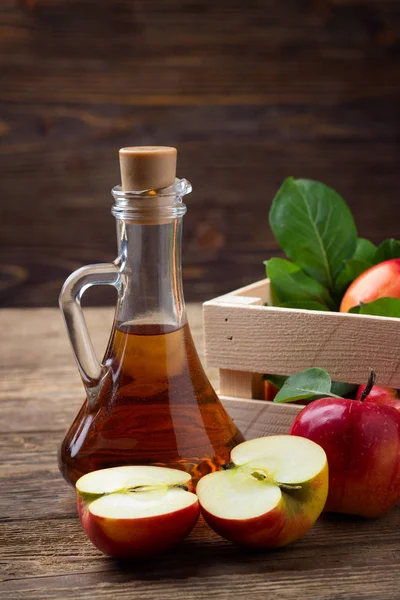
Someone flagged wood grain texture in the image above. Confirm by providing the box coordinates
[0,0,400,306]
[0,305,400,600]
[203,279,400,386]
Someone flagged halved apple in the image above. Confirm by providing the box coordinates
[76,466,200,557]
[196,435,328,548]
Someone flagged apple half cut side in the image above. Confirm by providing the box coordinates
[196,435,328,549]
[76,466,200,558]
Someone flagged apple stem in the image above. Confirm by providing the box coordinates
[221,462,236,471]
[360,369,376,402]
[126,483,189,493]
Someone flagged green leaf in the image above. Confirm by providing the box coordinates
[349,298,400,318]
[374,238,400,264]
[279,300,329,311]
[263,374,287,390]
[274,367,335,402]
[269,177,357,290]
[266,258,336,310]
[352,238,377,265]
[335,258,373,296]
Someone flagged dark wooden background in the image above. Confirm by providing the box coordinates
[0,0,400,306]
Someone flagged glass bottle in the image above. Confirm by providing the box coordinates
[59,147,243,484]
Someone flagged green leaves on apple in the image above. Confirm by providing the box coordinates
[274,367,357,403]
[269,177,357,290]
[349,298,400,318]
[264,177,400,316]
[265,258,335,310]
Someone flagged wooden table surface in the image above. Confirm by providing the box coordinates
[0,305,400,600]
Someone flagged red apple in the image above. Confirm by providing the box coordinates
[356,385,400,410]
[76,466,200,557]
[290,382,400,517]
[340,258,400,312]
[196,435,328,549]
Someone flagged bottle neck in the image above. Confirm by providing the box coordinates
[117,217,186,329]
[112,179,192,330]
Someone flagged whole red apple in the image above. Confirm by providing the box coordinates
[356,385,400,411]
[290,378,400,517]
[340,258,400,312]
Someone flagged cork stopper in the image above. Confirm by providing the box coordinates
[119,146,177,192]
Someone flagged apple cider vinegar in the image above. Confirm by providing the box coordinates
[60,325,243,482]
[59,148,243,484]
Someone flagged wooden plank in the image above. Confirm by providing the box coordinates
[203,284,400,387]
[0,0,400,306]
[0,306,400,600]
[0,304,218,432]
[219,369,264,400]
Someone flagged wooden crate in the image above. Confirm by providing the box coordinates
[203,279,400,437]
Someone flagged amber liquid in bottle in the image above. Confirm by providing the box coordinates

== == ==

Reproduce every row above word for word, leaving out the pictures.

• _Written solution_:
Someone flagged wood grain texture in the image above. Confirm by providing the box coordinates
[0,0,400,306]
[0,305,400,600]
[203,279,400,386]
Someone flagged halved apple in the image above. Confirm by providing the box coordinates
[76,466,200,557]
[196,435,328,548]
Someone flagged apple half cut side in the image above. Confirm by providing the box coordinates
[196,435,328,549]
[76,466,200,558]
Someone flagged apple stem in the image above. Confirm by providing the box coordinates
[221,462,236,471]
[360,369,376,402]
[126,483,189,493]
Someone flagged green leaf in the image above. Confirm by providing the box coordinates
[349,298,400,318]
[374,238,400,264]
[279,300,329,311]
[263,374,287,390]
[274,367,335,402]
[269,177,357,290]
[266,258,336,310]
[352,238,377,265]
[335,258,373,296]
Someone flagged dark wooden background in the image above. Confirm by providing the box coordinates
[0,0,400,306]
Someone flagged glass bottle in the image above. Confirm by providing the box coordinates
[59,147,243,484]
Someone flagged green leaves on apple in the image above. Confirm by providing the box coordinates
[274,367,357,403]
[269,177,357,290]
[349,298,400,318]
[264,177,400,316]
[265,258,335,310]
Someone flagged wooden table surface in the image above. Confirm by providing the box coordinates
[0,305,400,600]
Someone flagged red apple in the image above. Confirm by providing the box coordinates
[356,385,400,410]
[76,466,200,557]
[290,382,400,517]
[340,258,400,312]
[196,435,328,549]
Someone flagged bottle neck in the image above. Confirm by providing the box coordinates
[117,217,186,329]
[112,179,192,330]
Someone flagged whole red apple in the image above. Confirm by providing the box coordinates
[356,385,400,411]
[290,378,400,517]
[340,258,400,312]
Someone flagged cork stopper in the image above. Confirm by providing the box coordinates
[119,146,177,192]
Someone flagged apple cider vinegar in the image above. Confirm by providing the box coordinates
[60,325,243,482]
[59,148,243,484]
Someone flagged wooden plank in the image above. Confirm by providing the box coordinates
[203,284,400,387]
[0,0,400,306]
[0,306,400,600]
[0,304,218,432]
[219,369,264,400]
Someone flagged wooden crate in the image above. Confirm by providing the box coordinates
[203,279,400,437]
Someone flagged amber liquid in bottle in the image above. Confirm by providing the box coordinates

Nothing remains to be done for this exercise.